*** DATA RECORDS ***

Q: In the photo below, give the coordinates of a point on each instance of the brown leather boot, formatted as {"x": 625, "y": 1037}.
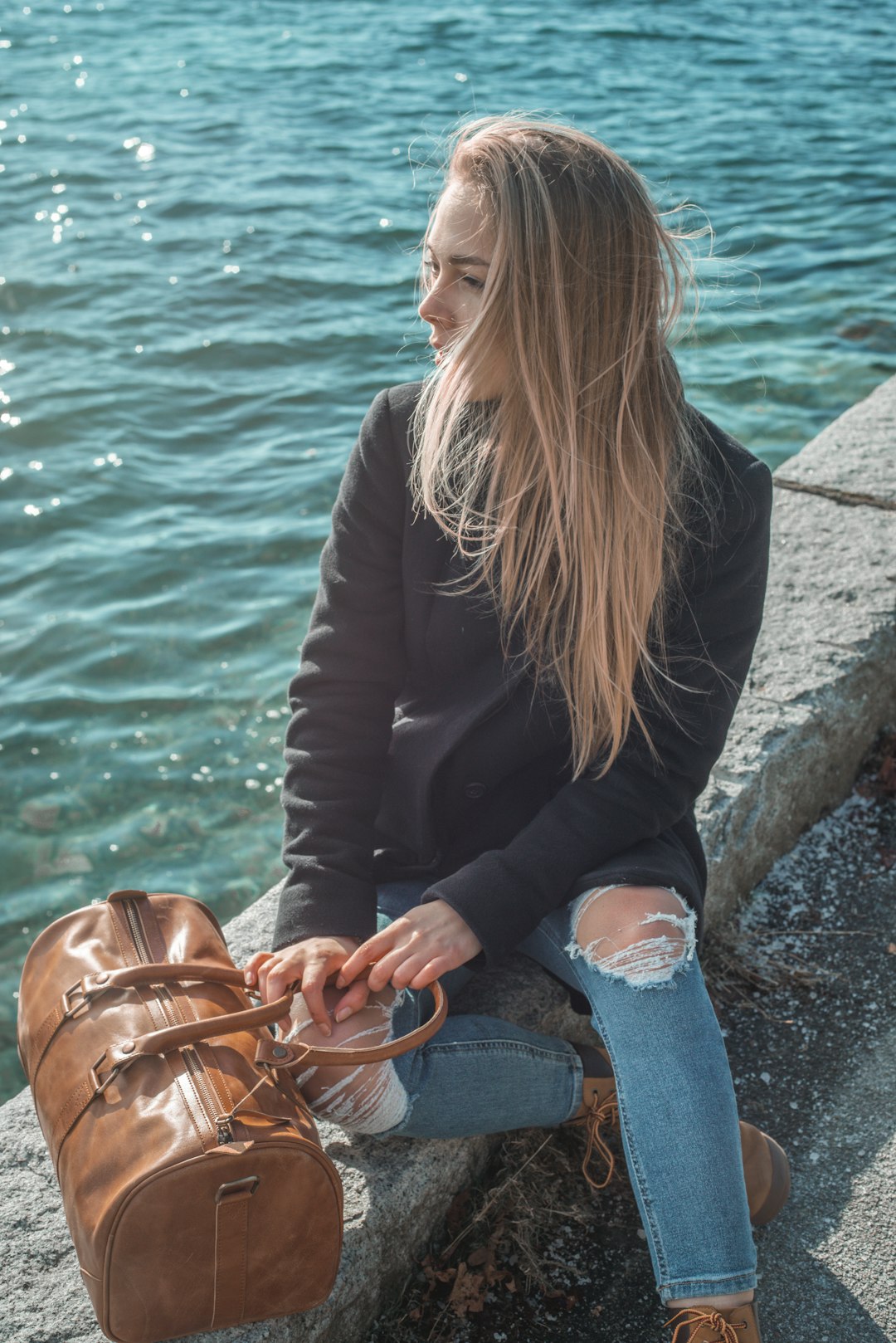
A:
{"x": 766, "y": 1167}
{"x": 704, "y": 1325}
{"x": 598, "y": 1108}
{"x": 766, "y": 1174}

***
*** DATA RECORDS ***

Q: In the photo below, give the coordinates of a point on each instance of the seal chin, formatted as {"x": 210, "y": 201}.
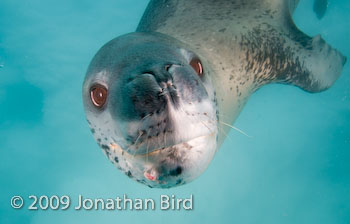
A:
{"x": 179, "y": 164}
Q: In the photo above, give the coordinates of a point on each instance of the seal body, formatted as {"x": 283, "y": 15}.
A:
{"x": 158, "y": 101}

***

# TASK GOAL
Count the lines of the material above that contain the string "instance", and reply with the number alone.

# ANSWER TO THE PROBLEM
3